Aim of the exercise
Would you copy the entries that follow exactly, leaving out every picture?

Record excerpts
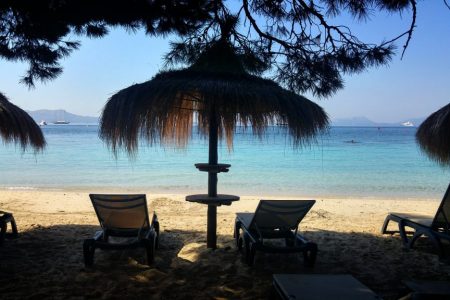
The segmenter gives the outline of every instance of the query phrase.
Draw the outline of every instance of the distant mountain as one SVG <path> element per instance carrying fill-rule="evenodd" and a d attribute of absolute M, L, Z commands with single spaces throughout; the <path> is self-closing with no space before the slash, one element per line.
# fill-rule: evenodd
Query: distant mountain
<path fill-rule="evenodd" d="M 28 114 L 37 122 L 42 120 L 51 124 L 56 121 L 68 121 L 70 123 L 89 123 L 98 124 L 99 117 L 80 116 L 72 114 L 63 109 L 40 109 L 35 111 L 27 111 Z M 397 127 L 403 126 L 402 123 L 411 122 L 415 127 L 418 127 L 425 118 L 412 118 L 395 123 L 380 123 L 372 121 L 366 117 L 340 118 L 331 120 L 331 126 L 359 126 L 359 127 Z"/>
<path fill-rule="evenodd" d="M 331 126 L 359 126 L 359 127 L 402 127 L 405 122 L 411 122 L 415 127 L 418 127 L 425 118 L 413 118 L 403 120 L 395 123 L 380 123 L 372 121 L 366 117 L 353 117 L 331 120 Z"/>
<path fill-rule="evenodd" d="M 71 114 L 63 109 L 40 109 L 35 111 L 27 111 L 28 114 L 37 122 L 42 120 L 51 124 L 56 121 L 68 121 L 70 123 L 95 123 L 98 124 L 98 117 L 79 116 Z"/>

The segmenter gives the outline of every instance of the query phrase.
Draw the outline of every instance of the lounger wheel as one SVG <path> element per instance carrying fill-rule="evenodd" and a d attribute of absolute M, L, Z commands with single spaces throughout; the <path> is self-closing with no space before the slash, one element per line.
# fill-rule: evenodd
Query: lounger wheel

Completed task
The segmenter gives the outline of every instance of the query phrase.
Draw the outline of every instance of the distant mountain as one SVG <path> element per instance carrying fill-rule="evenodd" and a d attribute of absolute M, L, Z commands with single spaces throughout; the <path> is self-closing with no space before the slash, one element per line.
# fill-rule: evenodd
Query: distant mountain
<path fill-rule="evenodd" d="M 28 114 L 37 122 L 42 120 L 51 124 L 56 121 L 68 121 L 70 123 L 89 123 L 98 124 L 99 117 L 80 116 L 72 114 L 63 109 L 40 109 L 35 111 L 27 111 Z M 397 127 L 403 126 L 402 123 L 411 122 L 415 127 L 418 127 L 425 118 L 412 118 L 395 123 L 380 123 L 372 121 L 366 117 L 340 118 L 331 120 L 331 126 L 359 126 L 359 127 Z"/>
<path fill-rule="evenodd" d="M 331 126 L 359 126 L 359 127 L 402 127 L 405 122 L 411 122 L 415 127 L 418 127 L 425 118 L 413 118 L 403 120 L 395 123 L 380 123 L 372 121 L 366 117 L 353 117 L 331 120 Z"/>
<path fill-rule="evenodd" d="M 71 114 L 63 109 L 40 109 L 35 111 L 27 111 L 28 114 L 37 122 L 42 120 L 51 124 L 56 121 L 68 121 L 70 123 L 95 123 L 98 124 L 98 117 L 79 116 Z"/>

The segmenter gives the outline of every instance of the query phrase.
Draw the outline of every instance of the lounger wheel as one SVG <path> element per instance carrying fill-rule="evenodd" and a d attribute of absolute M, L, Z commands with single spaces throughout; the <path> is self-closing with no space before the slash, one element per line.
# fill-rule: evenodd
Query: lounger wheel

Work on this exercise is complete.